WRITTEN INSTRUCTION ▸
Your task is to restate the data word for word.

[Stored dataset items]
★ ★ ★ ★

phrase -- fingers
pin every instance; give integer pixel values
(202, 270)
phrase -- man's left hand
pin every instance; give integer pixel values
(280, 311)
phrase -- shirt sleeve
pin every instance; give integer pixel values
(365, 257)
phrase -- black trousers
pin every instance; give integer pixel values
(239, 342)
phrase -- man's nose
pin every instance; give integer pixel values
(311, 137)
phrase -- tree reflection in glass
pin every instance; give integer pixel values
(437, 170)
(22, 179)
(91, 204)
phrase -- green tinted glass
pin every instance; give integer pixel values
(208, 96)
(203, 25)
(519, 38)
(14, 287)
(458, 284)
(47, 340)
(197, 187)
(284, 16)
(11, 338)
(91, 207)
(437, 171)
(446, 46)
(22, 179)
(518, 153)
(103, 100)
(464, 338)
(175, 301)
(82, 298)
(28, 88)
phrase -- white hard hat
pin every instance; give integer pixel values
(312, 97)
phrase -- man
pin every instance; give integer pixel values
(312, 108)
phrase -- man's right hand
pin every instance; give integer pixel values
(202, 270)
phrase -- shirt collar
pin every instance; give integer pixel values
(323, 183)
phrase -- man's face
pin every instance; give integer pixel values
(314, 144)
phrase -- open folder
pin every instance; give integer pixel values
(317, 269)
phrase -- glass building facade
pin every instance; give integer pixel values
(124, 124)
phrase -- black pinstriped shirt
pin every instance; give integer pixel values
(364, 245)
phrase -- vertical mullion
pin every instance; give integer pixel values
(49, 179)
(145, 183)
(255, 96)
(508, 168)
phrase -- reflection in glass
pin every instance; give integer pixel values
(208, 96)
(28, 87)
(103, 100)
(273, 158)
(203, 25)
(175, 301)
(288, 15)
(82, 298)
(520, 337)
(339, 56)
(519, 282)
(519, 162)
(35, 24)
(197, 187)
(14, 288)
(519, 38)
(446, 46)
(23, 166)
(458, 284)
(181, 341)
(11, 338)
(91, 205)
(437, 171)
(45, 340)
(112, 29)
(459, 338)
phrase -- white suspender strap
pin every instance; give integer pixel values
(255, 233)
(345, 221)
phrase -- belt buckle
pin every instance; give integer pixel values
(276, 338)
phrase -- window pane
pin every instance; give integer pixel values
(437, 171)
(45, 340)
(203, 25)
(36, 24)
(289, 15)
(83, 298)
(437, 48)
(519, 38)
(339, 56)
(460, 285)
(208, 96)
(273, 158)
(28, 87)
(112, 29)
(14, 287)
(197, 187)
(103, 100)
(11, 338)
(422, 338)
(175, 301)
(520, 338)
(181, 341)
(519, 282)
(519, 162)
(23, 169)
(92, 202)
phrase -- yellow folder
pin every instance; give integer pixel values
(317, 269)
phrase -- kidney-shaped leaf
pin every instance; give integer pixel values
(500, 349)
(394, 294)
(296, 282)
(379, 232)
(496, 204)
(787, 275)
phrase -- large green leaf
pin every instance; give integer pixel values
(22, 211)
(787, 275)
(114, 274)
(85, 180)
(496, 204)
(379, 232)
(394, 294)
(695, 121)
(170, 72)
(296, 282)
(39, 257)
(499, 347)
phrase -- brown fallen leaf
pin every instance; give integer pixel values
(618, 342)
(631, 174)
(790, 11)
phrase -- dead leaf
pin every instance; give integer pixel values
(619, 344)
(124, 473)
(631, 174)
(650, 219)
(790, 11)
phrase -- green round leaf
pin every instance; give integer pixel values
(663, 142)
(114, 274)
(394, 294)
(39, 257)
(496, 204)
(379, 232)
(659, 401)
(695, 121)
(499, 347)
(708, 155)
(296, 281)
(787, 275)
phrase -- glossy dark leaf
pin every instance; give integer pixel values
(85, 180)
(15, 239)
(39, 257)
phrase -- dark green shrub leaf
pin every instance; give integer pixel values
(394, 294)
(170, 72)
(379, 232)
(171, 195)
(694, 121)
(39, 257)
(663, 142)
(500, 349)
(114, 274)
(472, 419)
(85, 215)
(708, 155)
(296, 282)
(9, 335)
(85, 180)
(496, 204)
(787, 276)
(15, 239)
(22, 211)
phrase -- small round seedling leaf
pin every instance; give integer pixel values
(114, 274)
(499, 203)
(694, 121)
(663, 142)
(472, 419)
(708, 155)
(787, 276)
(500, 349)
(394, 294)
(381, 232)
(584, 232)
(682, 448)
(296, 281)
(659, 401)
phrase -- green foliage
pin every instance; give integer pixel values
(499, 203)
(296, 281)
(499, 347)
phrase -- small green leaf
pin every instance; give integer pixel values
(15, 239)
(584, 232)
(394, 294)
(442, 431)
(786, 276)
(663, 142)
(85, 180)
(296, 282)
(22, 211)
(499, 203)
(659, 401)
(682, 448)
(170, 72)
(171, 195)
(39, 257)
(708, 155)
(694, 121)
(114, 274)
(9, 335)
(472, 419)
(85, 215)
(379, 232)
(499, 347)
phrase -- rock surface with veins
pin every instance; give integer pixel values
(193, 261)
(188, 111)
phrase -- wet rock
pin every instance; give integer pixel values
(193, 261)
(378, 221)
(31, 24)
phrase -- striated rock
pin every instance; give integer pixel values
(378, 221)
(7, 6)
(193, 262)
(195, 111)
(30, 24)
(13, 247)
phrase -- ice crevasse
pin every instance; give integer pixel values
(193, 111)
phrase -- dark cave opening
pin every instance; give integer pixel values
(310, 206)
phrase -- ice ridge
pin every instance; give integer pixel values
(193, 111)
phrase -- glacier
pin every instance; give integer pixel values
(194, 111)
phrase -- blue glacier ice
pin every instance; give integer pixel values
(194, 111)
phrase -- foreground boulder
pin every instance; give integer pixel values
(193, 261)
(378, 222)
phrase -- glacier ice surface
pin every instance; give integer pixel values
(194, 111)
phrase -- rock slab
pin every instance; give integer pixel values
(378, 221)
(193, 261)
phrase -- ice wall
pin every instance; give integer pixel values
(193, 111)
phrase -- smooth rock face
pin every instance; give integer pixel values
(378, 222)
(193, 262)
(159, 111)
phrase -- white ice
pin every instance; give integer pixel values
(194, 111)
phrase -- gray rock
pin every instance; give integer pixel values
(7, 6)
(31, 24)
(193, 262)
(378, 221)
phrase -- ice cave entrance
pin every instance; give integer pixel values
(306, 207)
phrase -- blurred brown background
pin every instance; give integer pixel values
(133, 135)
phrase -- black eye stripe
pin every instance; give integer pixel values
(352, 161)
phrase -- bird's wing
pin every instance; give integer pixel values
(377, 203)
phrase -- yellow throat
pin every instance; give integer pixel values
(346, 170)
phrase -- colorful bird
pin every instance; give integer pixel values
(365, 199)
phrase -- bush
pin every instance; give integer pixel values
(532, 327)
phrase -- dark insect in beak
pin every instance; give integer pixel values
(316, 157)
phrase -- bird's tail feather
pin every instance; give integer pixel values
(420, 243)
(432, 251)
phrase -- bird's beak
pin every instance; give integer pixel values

★ ★ ★ ★

RESPONSE FOR THIS EXERCISE ▸
phrase -- fingers
pin every instance; give integer pixel values
(202, 270)
phrase -- man's left hand
pin every instance; give integer pixel values
(280, 311)
phrase -- shirt sleeve
pin every instance; give integer pixel values
(365, 257)
phrase -- black trousers
pin every instance; give integer pixel values
(239, 342)
phrase -- man's nose
pin every instance; give integer pixel values
(311, 137)
phrase -- tree reflection in glass
pin every instance; give integer pixel values
(437, 170)
(22, 179)
(91, 204)
phrase -- green tinted glass
pin every instance; give integer pixel values
(208, 96)
(203, 25)
(519, 38)
(14, 287)
(458, 284)
(47, 340)
(197, 187)
(284, 16)
(11, 338)
(91, 207)
(437, 171)
(446, 46)
(22, 179)
(518, 153)
(103, 100)
(464, 338)
(175, 301)
(82, 298)
(28, 88)
phrase -- white hard hat
pin every instance; give integer pixel values
(312, 97)
phrase -- man
pin every instance; give integer pixel values
(312, 108)
phrase -- man's right hand
pin every instance; give integer pixel values
(202, 270)
phrase -- shirt collar
pin every instance; give integer pixel values
(323, 183)
phrase -- man's face
pin every instance; give integer pixel values
(314, 144)
phrase -- open folder
pin every instance; give integer pixel values
(317, 269)
phrase -- glass building facade
pin every instance; give integer pixel values
(124, 124)
phrase -- black pinstriped shirt
pin every instance; give integer pixel values
(364, 245)
phrase -- vertical mullion
pin every instance; give integer pixel values
(49, 179)
(145, 183)
(255, 96)
(508, 168)
phrase -- reflection in glass
pin every instance; give integer pixel values
(208, 96)
(28, 87)
(103, 100)
(273, 158)
(203, 25)
(175, 301)
(288, 15)
(82, 298)
(520, 337)
(339, 56)
(519, 282)
(519, 162)
(35, 24)
(197, 187)
(14, 288)
(519, 38)
(446, 46)
(23, 166)
(458, 284)
(181, 341)
(11, 338)
(91, 205)
(437, 171)
(45, 340)
(112, 29)
(459, 338)
phrase -- white suspender strap
pin every instance; give integer pixel values
(255, 233)
(345, 221)
phrase -- belt buckle
pin every instance; give integer pixel values
(276, 338)
phrase -- window pane
pin every instance; give integer pixel values
(437, 171)
(45, 340)
(203, 25)
(36, 24)
(289, 15)
(83, 298)
(437, 48)
(519, 38)
(339, 56)
(460, 285)
(208, 96)
(273, 158)
(28, 87)
(112, 29)
(14, 287)
(197, 187)
(103, 100)
(11, 338)
(422, 338)
(175, 301)
(520, 338)
(181, 341)
(519, 282)
(519, 162)
(23, 169)
(92, 202)
phrase -- yellow folder
pin every instance; give integer pixel values
(317, 269)
phrase -- kidney-shaped leaf
pin every instance; give integer pixel values
(500, 349)
(394, 294)
(296, 282)
(379, 232)
(496, 204)
(787, 275)
phrase -- large green leaf
pin every instance; give integer pixel values
(22, 211)
(787, 275)
(114, 274)
(85, 180)
(496, 204)
(379, 232)
(394, 294)
(695, 121)
(170, 72)
(296, 282)
(39, 257)
(499, 347)
phrase -- brown fallen leaf
pin every instance; give integer pixel values
(618, 342)
(631, 174)
(790, 11)
phrase -- dead leaf
pin every instance; give integer pixel values
(619, 344)
(124, 473)
(631, 174)
(650, 219)
(790, 11)
phrase -- green round leaf
pin every instance; give integer pixel values
(663, 142)
(114, 274)
(394, 294)
(39, 257)
(496, 204)
(379, 232)
(659, 401)
(695, 121)
(499, 347)
(708, 155)
(296, 281)
(787, 275)
phrase -- glossy dark leaf
pin every instance; give integer pixel values
(85, 180)
(15, 239)
(39, 257)
phrase -- dark green shrub leaf
pin every instance; give integer pixel values
(394, 294)
(170, 72)
(379, 232)
(171, 195)
(694, 121)
(39, 257)
(663, 142)
(500, 349)
(114, 274)
(472, 419)
(85, 215)
(708, 155)
(296, 282)
(9, 335)
(85, 180)
(496, 204)
(787, 276)
(15, 239)
(22, 211)
phrase -- small round seedling leaf
pin every instance; give integer pixel values
(114, 274)
(499, 203)
(694, 121)
(663, 142)
(472, 419)
(708, 155)
(787, 276)
(500, 349)
(394, 294)
(381, 232)
(584, 232)
(682, 448)
(296, 281)
(659, 401)
phrase -- green foliage
pin every instance; give integer pixel values
(499, 203)
(296, 281)
(499, 347)
phrase -- small green leaf
pin every instance; give integer pixel values
(15, 239)
(584, 232)
(394, 294)
(442, 431)
(786, 276)
(663, 142)
(85, 180)
(296, 282)
(22, 211)
(499, 203)
(659, 401)
(682, 448)
(170, 72)
(171, 195)
(39, 257)
(708, 155)
(694, 121)
(114, 274)
(9, 335)
(472, 419)
(85, 215)
(379, 232)
(499, 347)
phrase -- rock surface with veins
pin every instance; give integer pixel values
(193, 261)
(188, 111)
phrase -- wet rock
pin every instance; give integer pixel values
(193, 261)
(378, 221)
(31, 24)
phrase -- striated rock
pin every instance; give integer pixel values
(378, 221)
(7, 6)
(193, 262)
(195, 111)
(30, 24)
(13, 247)
phrase -- ice crevasse
pin every instance; give integer pixel values
(193, 111)
phrase -- dark cave opening
pin every instance; give integer pixel values
(310, 206)
phrase -- ice ridge
pin every instance; give integer pixel values
(193, 111)
phrase -- glacier
pin every instance; give integer pixel values
(194, 111)
phrase -- blue glacier ice
pin every instance; give integer pixel values
(194, 111)
phrase -- foreground boulder
pin every instance; give integer pixel values
(193, 261)
(378, 222)
phrase -- glacier ice surface
pin every instance; give integer pixel values
(194, 111)
phrase -- rock slab
pin every instance; give integer pixel values
(378, 221)
(193, 261)
phrase -- ice wall
pin every instance; give integer pixel values
(193, 111)
phrase -- smooth rock face
pin every instance; give integer pixel values
(378, 222)
(193, 262)
(159, 111)
phrase -- white ice
pin every instance; give integer pixel values
(194, 111)
phrase -- gray rock
pin every instance; give integer pixel values
(7, 6)
(31, 24)
(193, 262)
(378, 221)
phrase -- ice cave entrance
pin every instance; give integer pixel values
(306, 207)
phrase -- blurred brown background
pin every instance; give integer pixel values
(133, 135)
phrase -- black eye stripe
pin every instance; give integer pixel values
(352, 161)
phrase -- bird's wing
pin every instance; give integer pixel values
(377, 203)
phrase -- yellow throat
pin every instance; give integer pixel values
(346, 170)
phrase -- colorful bird
pin every instance; give integer pixel values
(365, 199)
phrase -- bush
pin every instance; give integer pixel values
(532, 327)
phrase -- dark insect in beak
pin every instance; give integer pixel values
(316, 157)
phrase -- bird's tail feather
pin every instance; give integer pixel values
(420, 243)
(432, 251)
phrase -- bird's beak
pin every instance; give integer pixel values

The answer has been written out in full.